[Rows of box annotation data]
═══

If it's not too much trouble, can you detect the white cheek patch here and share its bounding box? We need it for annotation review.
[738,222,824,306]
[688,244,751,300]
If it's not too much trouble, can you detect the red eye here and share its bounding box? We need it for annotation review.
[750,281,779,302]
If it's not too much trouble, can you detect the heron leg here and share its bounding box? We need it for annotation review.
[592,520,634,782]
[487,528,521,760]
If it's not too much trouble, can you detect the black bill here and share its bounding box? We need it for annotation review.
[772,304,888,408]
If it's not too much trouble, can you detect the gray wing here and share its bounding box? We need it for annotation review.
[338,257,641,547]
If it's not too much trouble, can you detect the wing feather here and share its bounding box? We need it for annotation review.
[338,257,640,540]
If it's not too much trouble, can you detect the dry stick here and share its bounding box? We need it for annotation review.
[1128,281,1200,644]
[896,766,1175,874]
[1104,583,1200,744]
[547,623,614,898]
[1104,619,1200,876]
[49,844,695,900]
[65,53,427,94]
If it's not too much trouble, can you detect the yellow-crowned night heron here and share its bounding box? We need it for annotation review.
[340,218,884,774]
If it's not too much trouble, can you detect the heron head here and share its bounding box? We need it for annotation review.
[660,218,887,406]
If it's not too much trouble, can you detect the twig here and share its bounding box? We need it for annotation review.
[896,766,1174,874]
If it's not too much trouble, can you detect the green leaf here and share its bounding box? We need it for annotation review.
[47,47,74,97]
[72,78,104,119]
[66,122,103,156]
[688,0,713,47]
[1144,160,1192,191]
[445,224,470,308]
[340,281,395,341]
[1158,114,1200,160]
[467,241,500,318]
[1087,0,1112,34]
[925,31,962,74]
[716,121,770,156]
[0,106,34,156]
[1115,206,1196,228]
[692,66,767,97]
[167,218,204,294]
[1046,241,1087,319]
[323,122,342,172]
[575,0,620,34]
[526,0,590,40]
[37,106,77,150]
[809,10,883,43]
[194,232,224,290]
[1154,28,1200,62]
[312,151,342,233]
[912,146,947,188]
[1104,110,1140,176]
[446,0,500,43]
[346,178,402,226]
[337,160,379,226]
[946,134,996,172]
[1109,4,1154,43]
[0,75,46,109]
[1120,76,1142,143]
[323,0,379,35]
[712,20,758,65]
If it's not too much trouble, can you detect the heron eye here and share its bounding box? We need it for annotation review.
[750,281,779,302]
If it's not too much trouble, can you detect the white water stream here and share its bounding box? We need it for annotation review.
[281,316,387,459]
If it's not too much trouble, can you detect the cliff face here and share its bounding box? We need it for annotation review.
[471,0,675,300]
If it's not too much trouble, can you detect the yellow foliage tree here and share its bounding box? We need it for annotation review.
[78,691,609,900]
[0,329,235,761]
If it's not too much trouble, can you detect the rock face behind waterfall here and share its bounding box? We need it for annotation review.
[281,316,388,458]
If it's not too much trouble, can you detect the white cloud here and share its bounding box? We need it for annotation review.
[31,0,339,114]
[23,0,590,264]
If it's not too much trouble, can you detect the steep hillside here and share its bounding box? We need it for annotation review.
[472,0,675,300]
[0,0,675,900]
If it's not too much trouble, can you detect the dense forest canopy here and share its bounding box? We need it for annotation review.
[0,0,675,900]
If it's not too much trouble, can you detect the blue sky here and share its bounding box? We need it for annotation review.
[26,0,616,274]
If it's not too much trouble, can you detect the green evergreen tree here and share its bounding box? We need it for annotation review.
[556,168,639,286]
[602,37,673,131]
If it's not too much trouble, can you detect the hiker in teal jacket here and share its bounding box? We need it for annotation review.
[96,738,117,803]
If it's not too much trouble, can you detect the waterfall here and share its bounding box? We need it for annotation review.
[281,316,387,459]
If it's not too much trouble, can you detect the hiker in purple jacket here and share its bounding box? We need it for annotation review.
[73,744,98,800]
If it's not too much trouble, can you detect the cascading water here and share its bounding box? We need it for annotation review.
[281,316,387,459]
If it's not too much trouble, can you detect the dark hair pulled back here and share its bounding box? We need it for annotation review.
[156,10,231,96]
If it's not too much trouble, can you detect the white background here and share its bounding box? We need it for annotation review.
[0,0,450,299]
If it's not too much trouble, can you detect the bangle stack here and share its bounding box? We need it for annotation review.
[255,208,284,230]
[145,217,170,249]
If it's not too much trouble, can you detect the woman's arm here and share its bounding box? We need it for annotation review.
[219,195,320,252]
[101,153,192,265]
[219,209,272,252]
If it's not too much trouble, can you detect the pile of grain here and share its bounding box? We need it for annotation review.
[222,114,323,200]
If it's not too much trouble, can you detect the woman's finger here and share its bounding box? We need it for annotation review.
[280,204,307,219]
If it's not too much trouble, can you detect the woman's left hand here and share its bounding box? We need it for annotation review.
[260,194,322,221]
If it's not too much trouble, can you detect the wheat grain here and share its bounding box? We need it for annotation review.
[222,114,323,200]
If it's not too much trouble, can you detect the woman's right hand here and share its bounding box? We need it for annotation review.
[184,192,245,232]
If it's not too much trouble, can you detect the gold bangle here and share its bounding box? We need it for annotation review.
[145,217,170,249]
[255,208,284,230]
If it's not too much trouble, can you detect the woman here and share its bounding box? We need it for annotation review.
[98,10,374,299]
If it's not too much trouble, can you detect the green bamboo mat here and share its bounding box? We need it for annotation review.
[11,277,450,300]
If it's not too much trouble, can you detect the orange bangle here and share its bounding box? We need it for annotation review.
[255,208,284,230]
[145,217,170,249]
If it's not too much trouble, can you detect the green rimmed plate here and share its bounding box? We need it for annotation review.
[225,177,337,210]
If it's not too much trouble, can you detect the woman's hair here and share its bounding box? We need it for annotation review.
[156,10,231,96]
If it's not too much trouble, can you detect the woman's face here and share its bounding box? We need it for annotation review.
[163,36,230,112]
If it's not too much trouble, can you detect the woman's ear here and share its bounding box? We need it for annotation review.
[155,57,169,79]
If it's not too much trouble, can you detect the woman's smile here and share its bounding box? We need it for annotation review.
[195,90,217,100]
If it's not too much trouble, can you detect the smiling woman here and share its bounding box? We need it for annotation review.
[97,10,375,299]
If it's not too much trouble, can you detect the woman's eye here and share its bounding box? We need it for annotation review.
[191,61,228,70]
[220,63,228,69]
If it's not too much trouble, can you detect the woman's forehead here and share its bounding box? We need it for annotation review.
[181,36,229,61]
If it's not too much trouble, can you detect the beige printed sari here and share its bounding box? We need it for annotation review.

═══

■ **INSTRUCTIONS FOR THE TASK**
Put every line of the items above into a JSON list of strings, one string per line, omitting blank lines.

■ **RESULT BELOW**
[
  "If it's not too much trouble, can you detect the white cheek patch here and share its bounding box? We need it for annotation review.",
  "[738,222,824,306]",
  "[688,244,751,300]",
  "If it's not too much trouble, can you detect the red eye here and share its bounding box? We need it for annotation review.",
  "[750,281,779,302]",
  "If it's not too much trouble, can you detect the heron leg here and share its bounding box? We need it for annotation review.",
  "[592,520,634,782]",
  "[487,528,521,760]",
  "If it's not too much trouble, can you detect the black bill here and share its bounding box? We need it for annotation review.",
  "[772,304,888,408]",
  "If it's not too much trouble, can you detect the gray wing here and share its bounding box? We need it for annotation review.",
  "[338,257,641,547]",
  "If it's not too much trouble, can you detect the wing feather here and share its bounding box? We need it for annotation review.",
  "[338,257,640,540]",
  "If it's not too much trouble, can you detect the dry stick here and share its bounding box? We need it for annotation review.",
  "[1128,281,1200,644]",
  "[896,766,1175,874]",
  "[1104,583,1200,744]",
  "[547,623,614,898]",
  "[1104,619,1200,876]",
  "[49,844,695,900]",
  "[65,53,427,94]",
  "If it's not too much trouble, can you detect the yellow-crowned night heron here and share its bounding box? We need it for annotation review.",
  "[340,218,884,774]",
  "If it's not too much trouble, can you detect the heron head here and share its bounding box? We need it for annotation review.",
  "[660,218,887,406]",
  "If it's not too much trouble, can you detect the twig here and share its bounding box? We need it for annotation review.",
  "[896,766,1174,874]",
  "If it's not too much trouble, can you detect the green leaf here and share its bounding box? We need it for annotation review.",
  "[47,47,74,97]",
  "[72,78,104,119]",
  "[66,122,103,156]",
  "[688,0,713,47]",
  "[1144,160,1192,191]",
  "[445,224,470,308]",
  "[340,281,395,341]",
  "[1158,114,1200,160]",
  "[467,241,500,318]",
  "[1087,0,1112,34]",
  "[925,31,962,74]",
  "[716,121,770,156]",
  "[0,106,34,156]",
  "[1115,206,1196,228]",
  "[692,66,767,97]",
  "[167,218,204,294]",
  "[1046,241,1087,319]",
  "[323,122,342,172]",
  "[575,0,620,34]",
  "[526,0,590,40]",
  "[37,106,77,150]",
  "[809,10,883,43]",
  "[194,232,224,290]",
  "[1154,28,1200,62]",
  "[312,151,342,233]",
  "[912,146,947,188]",
  "[1104,110,1140,176]",
  "[446,0,500,43]",
  "[346,178,402,226]",
  "[337,160,379,226]",
  "[946,134,996,172]",
  "[1109,4,1154,43]",
  "[0,75,46,109]",
  "[1120,76,1142,143]",
  "[323,0,379,35]",
  "[712,20,758,65]",
  "If it's not too much trouble, can you detect the heron eye here and share its bounding box? We need it for annotation review.",
  "[750,281,779,302]",
  "If it's not too much trouble, can you detect the white water stream here and share its bounding box? We need it for annotation review.",
  "[281,316,387,459]",
  "If it's not too much trouble, can you detect the cliff face here and share its bounding box? We need it for annotation review.",
  "[471,0,675,300]",
  "If it's not too much trouble, can you detect the yellow foliage tree here and share its bounding box? We need it for annotation review.",
  "[78,691,609,900]",
  "[0,329,235,761]",
  "If it's not too much trouble, can you detect the rock face behind waterfall here and share its bounding box? We need it for annotation review.",
  "[281,316,388,458]",
  "If it's not too much trouble, can you detect the white cloud here and share its bounding box? We need it for annotation review.",
  "[31,0,339,114]",
  "[23,0,590,264]",
  "If it's not too much trouble, can you detect the steep hillside here and share its bounding box? We need it for annotation review.",
  "[472,0,675,300]",
  "[0,0,675,900]",
  "If it's not too much trouble, can you detect the dense forest canopy here and share its bounding box? We need it for annotation review.",
  "[0,0,675,900]",
  "If it's not too much trouble, can you detect the blue sky here and share its bounding box? We need it for annotation review.",
  "[26,0,616,274]",
  "If it's not too much trouble, can you detect the green evergreen tree here and share its bounding box? We need it for annotation review.",
  "[556,168,639,286]",
  "[602,37,673,131]",
  "If it's not too much trouble, can you detect the hiker in teal jacket here and share its bounding box? We need it for annotation review.",
  "[96,738,117,803]",
  "If it's not too much trouble, can you detect the waterfall here and share its bounding box? We need it for annotation review.",
  "[281,316,387,459]",
  "If it's not too much trouble, can you detect the hiker in purple jacket here and share its bounding box? We need it for annotation review.",
  "[73,744,98,800]",
  "If it's not too much trouble, can you detect the cascading water here and share its bounding box? We need it for annotation review.",
  "[281,316,387,459]",
  "If it's not too much trouble, can you detect the dark hair pulled back here and share its bounding box? We need it for annotation review.",
  "[156,10,231,96]",
  "If it's not too much trouble, can you detect the white background here and share its bounding box? We need it for annotation review.",
  "[0,0,450,299]",
  "If it's not too much trouble, can you detect the bangle stack here and share its bounding box? We need it for annotation review.",
  "[255,208,284,230]",
  "[145,217,170,249]",
  "If it's not too much trouble, can you detect the woman's arm here and share its bounding box? We need it for annotation review.",
  "[219,195,320,252]",
  "[101,153,192,265]",
  "[219,209,272,252]",
  "If it's not too much trouble, can you detect the pile of grain here and share its bounding box? We need it for annotation review.",
  "[222,114,323,200]",
  "If it's not too much trouble, can you detect the woman's finger here and share its bounding box? We need it for annotation review.",
  "[280,204,307,219]",
  "If it's not too much trouble, can you detect the woman's left hand here and share its bounding box? We need it for annotation review.",
  "[260,194,322,221]",
  "If it's not too much trouble, can you detect the wheat grain here and share its bounding box? We need it for annotation review.",
  "[222,114,323,200]",
  "If it's not too much trouble, can you detect the woman's right hand here and share its bounding box? We need it for annotation review.",
  "[184,192,245,232]",
  "If it's not too much trouble, can you detect the gold bangle here and share its bounding box? We need it for annotation review.",
  "[145,217,170,249]",
  "[255,208,284,230]",
  "If it's not too much trouble, can you detect the woman here and share its bounding box? We need it for annotation review.",
  "[98,10,374,299]",
  "If it's not too much trouble, can you detect the green bamboo mat here and share its bounding box? We need it for annotation review.",
  "[11,277,450,300]",
  "If it's not too much trouble, can you detect the orange bangle here and share its bounding box? We need it for annotation review.",
  "[255,208,284,230]",
  "[145,217,170,249]",
  "If it's not too much trouble, can you detect the green rimmed plate here and share its bounding box? We need it for annotation review.",
  "[225,177,337,210]",
  "If it's not too much trouble, can you detect the woman's hair here and share its bounding box? We need it for annotation review.",
  "[156,10,231,96]",
  "If it's not too much trouble, can you detect the woman's face here and share its bounding box? We need it for annotation review.",
  "[163,36,230,112]",
  "If it's not too much trouble, can you detect the woman's ear here and share its bounding box? We need it for annotation review.",
  "[155,57,169,79]",
  "If it's not too much trouble, can you detect the woman's smile here and share its bounding box? We need it for annotation review.",
  "[195,90,217,100]",
  "If it's not too much trouble, can you detect the smiling woman here and share its bounding box? We need it for annotation review.",
  "[97,10,375,299]",
  "If it's not too much trouble, can you detect the woman's eye here and share its bounding box? We need it for annotation review.",
  "[191,61,228,70]",
  "[220,63,228,69]",
  "If it's not too much trouble, can you detect the woman's forehead here and share its bounding box? We need it for annotation review.",
  "[181,36,229,61]",
  "If it's not too much trouble, can you detect the beige printed sari here and share its bounding box? We need it for annotation review."
]